**What is required:** Write out the stretch of the charter passage from "Sec. 4. The" through "for such excess." word for word.

**Text to read:**
Sec. 3. The real estate owned by the said company, over and above the lots of land on which their buildings are erected, shall not exceed six hundred and forty acres, except such as may be held as collateral security for debts, bona fide, owed to the said corporation, or may become the property thereof by virtue of such indebtedness: and further, no real estate acquired by such indebtedness, shall remain the property of the said corporation for a longer period than five years, under the penalty of a forfeiture thereof, to the people of this state.
Capital Stock.
Sec. 4. The capital stock of said company, shall be two hundred thousand dollars, with power to increase the same, at the pleasure of said company, to any sum not exceeding five hundred thousand dollars; which capital stock shall be divided into shares of one hundred dollars each; Provided, That the total amount of debt which said corporation shall at any time owe, shall not exceed the amount of their capital stock; and in case of such excess, those under whose administration it shall happen, shall be holden for the same, in their natural and private capacity: but this shall not be construed to exempt the corporate property of the company from being also liable and chargeable for such excess.
Subscriptions, how opened.

**Excerpted data:**
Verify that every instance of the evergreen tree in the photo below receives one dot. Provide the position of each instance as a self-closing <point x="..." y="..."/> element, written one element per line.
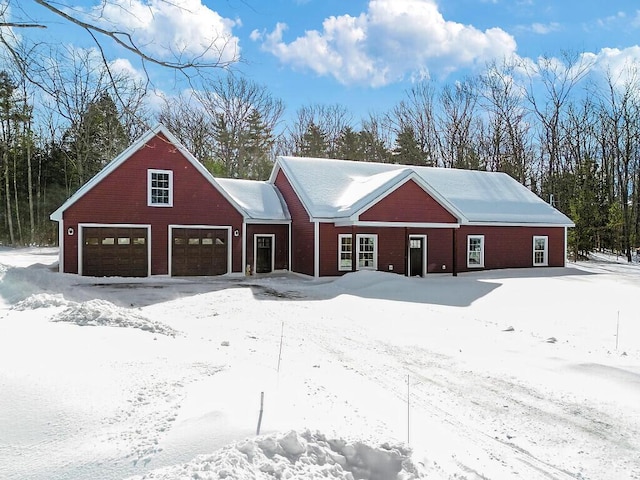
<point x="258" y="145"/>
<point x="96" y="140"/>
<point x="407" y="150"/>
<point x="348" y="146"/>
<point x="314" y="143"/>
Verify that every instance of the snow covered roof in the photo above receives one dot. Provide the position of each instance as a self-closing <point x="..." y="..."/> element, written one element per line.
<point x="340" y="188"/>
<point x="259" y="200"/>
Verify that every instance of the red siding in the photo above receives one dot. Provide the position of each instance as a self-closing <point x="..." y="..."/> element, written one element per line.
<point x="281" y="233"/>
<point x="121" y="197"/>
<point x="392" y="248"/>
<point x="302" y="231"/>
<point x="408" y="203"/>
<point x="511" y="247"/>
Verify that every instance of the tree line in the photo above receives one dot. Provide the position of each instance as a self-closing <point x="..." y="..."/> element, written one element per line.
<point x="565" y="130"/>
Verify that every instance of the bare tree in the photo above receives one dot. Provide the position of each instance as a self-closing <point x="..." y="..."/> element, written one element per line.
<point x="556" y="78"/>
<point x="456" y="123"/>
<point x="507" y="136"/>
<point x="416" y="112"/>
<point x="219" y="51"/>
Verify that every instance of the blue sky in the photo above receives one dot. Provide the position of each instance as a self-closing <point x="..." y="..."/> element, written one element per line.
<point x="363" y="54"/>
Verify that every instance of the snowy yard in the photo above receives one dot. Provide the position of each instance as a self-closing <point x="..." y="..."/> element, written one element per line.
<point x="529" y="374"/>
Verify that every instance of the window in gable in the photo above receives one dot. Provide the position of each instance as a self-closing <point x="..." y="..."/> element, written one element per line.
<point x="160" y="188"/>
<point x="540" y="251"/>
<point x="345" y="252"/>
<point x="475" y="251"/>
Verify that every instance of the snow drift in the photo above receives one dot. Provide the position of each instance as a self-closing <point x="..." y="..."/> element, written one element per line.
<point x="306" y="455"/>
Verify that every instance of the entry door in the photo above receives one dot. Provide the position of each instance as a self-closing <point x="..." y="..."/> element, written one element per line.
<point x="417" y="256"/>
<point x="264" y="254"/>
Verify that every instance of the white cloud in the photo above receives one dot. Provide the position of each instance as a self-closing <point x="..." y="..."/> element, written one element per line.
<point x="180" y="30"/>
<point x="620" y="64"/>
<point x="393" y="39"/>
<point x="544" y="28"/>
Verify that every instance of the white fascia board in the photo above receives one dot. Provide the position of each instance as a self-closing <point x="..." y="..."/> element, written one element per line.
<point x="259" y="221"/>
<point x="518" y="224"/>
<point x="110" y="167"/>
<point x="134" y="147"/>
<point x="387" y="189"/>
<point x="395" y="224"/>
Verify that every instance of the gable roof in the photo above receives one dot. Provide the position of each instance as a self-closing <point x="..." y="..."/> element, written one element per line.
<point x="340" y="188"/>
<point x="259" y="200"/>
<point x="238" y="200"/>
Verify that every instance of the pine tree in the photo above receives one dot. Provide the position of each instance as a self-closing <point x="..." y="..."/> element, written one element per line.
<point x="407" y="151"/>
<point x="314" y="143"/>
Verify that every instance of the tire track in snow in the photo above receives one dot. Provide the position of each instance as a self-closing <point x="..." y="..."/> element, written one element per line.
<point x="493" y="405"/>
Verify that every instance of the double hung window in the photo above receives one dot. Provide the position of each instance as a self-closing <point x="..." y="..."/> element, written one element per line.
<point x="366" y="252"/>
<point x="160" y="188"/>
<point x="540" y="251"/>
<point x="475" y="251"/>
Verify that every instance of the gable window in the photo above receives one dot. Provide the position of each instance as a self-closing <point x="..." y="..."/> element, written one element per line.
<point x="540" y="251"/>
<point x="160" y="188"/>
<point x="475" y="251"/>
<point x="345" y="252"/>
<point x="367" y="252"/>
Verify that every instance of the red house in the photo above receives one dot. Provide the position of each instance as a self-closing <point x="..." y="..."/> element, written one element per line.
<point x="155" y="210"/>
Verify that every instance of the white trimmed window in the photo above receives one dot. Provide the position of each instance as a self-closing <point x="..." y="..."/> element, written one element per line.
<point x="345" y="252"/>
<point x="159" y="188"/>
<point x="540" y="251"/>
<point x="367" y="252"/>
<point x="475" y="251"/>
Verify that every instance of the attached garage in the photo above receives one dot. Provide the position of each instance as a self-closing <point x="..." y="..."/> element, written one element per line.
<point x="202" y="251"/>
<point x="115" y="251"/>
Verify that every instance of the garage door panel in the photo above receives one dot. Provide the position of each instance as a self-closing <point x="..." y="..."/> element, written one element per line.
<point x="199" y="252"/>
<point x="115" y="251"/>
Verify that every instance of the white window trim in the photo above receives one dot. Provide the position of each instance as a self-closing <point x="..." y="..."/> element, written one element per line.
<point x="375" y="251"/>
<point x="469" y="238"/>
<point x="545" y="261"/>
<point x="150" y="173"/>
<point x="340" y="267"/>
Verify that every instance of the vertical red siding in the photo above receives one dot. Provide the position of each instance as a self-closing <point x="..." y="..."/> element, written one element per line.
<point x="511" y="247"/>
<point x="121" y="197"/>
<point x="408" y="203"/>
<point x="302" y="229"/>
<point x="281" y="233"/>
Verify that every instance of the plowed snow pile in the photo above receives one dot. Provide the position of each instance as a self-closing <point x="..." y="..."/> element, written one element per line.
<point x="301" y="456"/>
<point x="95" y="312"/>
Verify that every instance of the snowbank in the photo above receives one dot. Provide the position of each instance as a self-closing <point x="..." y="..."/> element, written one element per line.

**Expected answer:**
Sec. 4. The capital stock of said company, shall be two hundred thousand dollars, with power to increase the same, at the pleasure of said company, to any sum not exceeding five hundred thousand dollars; which capital stock shall be divided into shares of one hundred dollars each; Provided, That the total amount of debt which said corporation shall at any time owe, shall not exceed the amount of their capital stock; and in case of such excess, those under whose administration it shall happen, shall be holden for the same, in their natural and private capacity: but this shall not be construed to exempt the corporate property of the company from being also liable and chargeable for such excess.